**Aim of the task**
Copy out every one of the items below word for word, leaving the pictures out of your answer.

**Listed entries**

§ §

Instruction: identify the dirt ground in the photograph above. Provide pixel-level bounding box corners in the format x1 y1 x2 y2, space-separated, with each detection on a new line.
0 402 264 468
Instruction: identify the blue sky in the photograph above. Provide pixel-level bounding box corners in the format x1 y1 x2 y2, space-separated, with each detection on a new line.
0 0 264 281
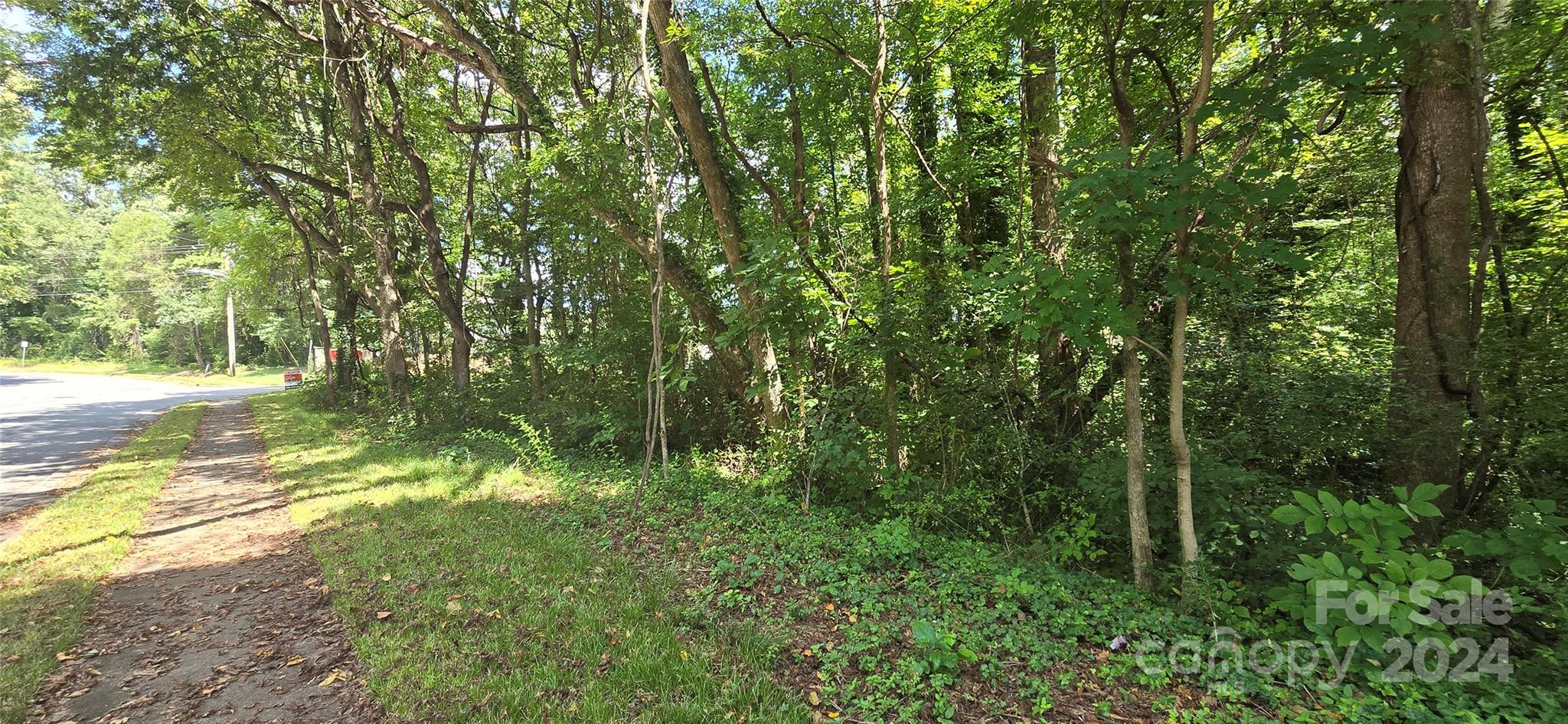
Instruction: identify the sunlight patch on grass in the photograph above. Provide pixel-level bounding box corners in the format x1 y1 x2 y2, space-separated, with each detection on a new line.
0 358 284 388
0 402 205 724
251 392 809 724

§ §

**Response to the exercise**
Instruction: identify the dirt ground in the photograph above. Provide pixel-level bounding box corners in the format x1 y1 x2 y2, space-separated, with each detection on a new line.
0 402 264 468
Instruction: identify the blue sky in the photograph above. Provide pixel-level bounding box corners in the format x1 y1 x2 y2, space-separated, with each detection on a new line.
0 0 264 281
Instruction: identify the sunlight patch on grass in the photograph above. Provide pixel-level bounding box corners in the format x1 y1 x2 y2, space-separated, with each detection on a new line.
0 358 284 388
0 402 205 724
251 392 809 724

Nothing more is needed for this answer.